• _Texte à lire_:
Syngué Sabour : Pierre de patience - Atiq RAHIMI



De nos jours. Afghanistan (ou ailleurs). Une ville en guerre. Une femme veille son mari blessé d'une balle dans la nuque. Il est allongé, immobile, les yeux ouverts, sans paroles, mais peut-être pas sans pensées. Elle va profiter de son état larvaire pour lui exploser à la face tous ses ressentiments, lui avouer ses secrets, lui parler comme elle n'aurait jamais pu le faire s'il avait été dans un état "normal". Cette fois, il va devenir sa "chose", sa "syngué sabour", cette pierre qui absorbe les douleurs et souffrances avant d'imploser et de permettre de recouvrer la liberté.

 


Difficile de dormir facilement après les dernières lignes d'une telle histoire. D'abord parce qu'elles se sont pas très explicites : nous sommes obligés de choisir entre parabole ou hallucination, car enfin, l'homme se réveille-t-il ? Frappe-t-il sa femme ? Est-ce son imaginaire à elle ? Et puis ce qui dérange, ce sont toutes ces petites bribes de souffrance, femmes mal aimées, mal mariées, mal bais..., ignorantes de l'amour, de simples ombres vivant dans la crainte, la peur, d'être égorgée violentée, violée, d'avoir faim, de manquer d'eau, de dormir sans rêve. Une vie sans amour est-elle concevable ? Au prix de quelle survivance ?

Les bruits de la guerre, les tirs, le feu, les cris se mêlent dans l'agonie des espoirs. Vous comprendrez que cette histoire ne se lit pas d'une seule traite, pas pour moi. Il a fallu que je m'y plonge au compte-goutte, à l'image du goutte à goutte qui relie la poche de sérum à l'homme cataleptique. Car il faut s'imprégner de cette souffrance à petite dose.

Une histoire terrible que celle de cette femme qui, bien que mariée de force, finit par aimer cet époux de marbre. Cet inconnu effrayant qui ne lui parle pas, qui la possède maladroitement, qui ne sait même pas qu'elle existe, qui lui demande de "cacher sa viande" sous ses habits ! Chapeau à l'auteur qui a su si bien traduire les (res)sentiments féminins !

• _Données recueillies_:

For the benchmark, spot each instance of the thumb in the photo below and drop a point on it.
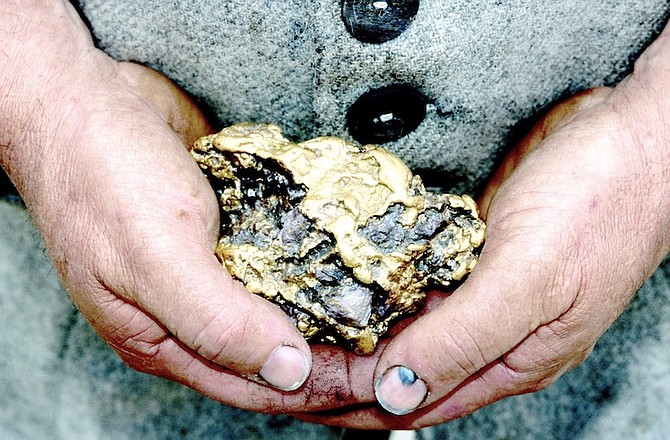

• _Énoncé_:
Poursuivez la critique de Syngué Sabour à la suite de sa dernière phrase.

• _Résultat final_:
Le décor maintenant : la terre, la pierre, la nuit, le soleil au travers des rideaux imprimés des oiseaux migrateurs (image récurrente), le vert du rideau qui sépare la chambre du cagibi et le rouge du sang ; noir, rouge, vert : les couleurs du drapeau Afghan. 

Rouge comme le sang de la mort, de la vie, de la virginité, de la menstruation. Tous ces sangs qui semblent ne "purifier" que les âmes folles ou affolées. La femme devient ivre, ivre de colère, ivre de reproches, ivre de paroles. Elle ne se reconnaît plus, elle, l'insoumise devient une sorte de furie, une démone : non ! elle n'est que l'habitante égarée d'un nid maudit, abandonnée des siens, abandonnant elle aussi peu à peu ses repères. Elle voudrait abattre les murs élevés autour de ses rêves d'amour et de liberté. Et nous avec. Mais nous ne pouvons que constater notre impuissance. Un livre troublant qui me touche.

Elle s'approche encore du rideau, déplace légèrement les matelas qui dissimulent la cachette. Elle regarde son homme droit dans les yeux vitreux, et dit : "J'espère quand même que tu arrives à saisir, à absorber tout ce que je te dis, ma syngué sabour." Sa tête dépasse légèrement du rideau. "Peut-être que tu te demandes d'où je peux tenir tout cela ! Oh, ma syngué sabour, j'ai tant de choses à te dire encore..."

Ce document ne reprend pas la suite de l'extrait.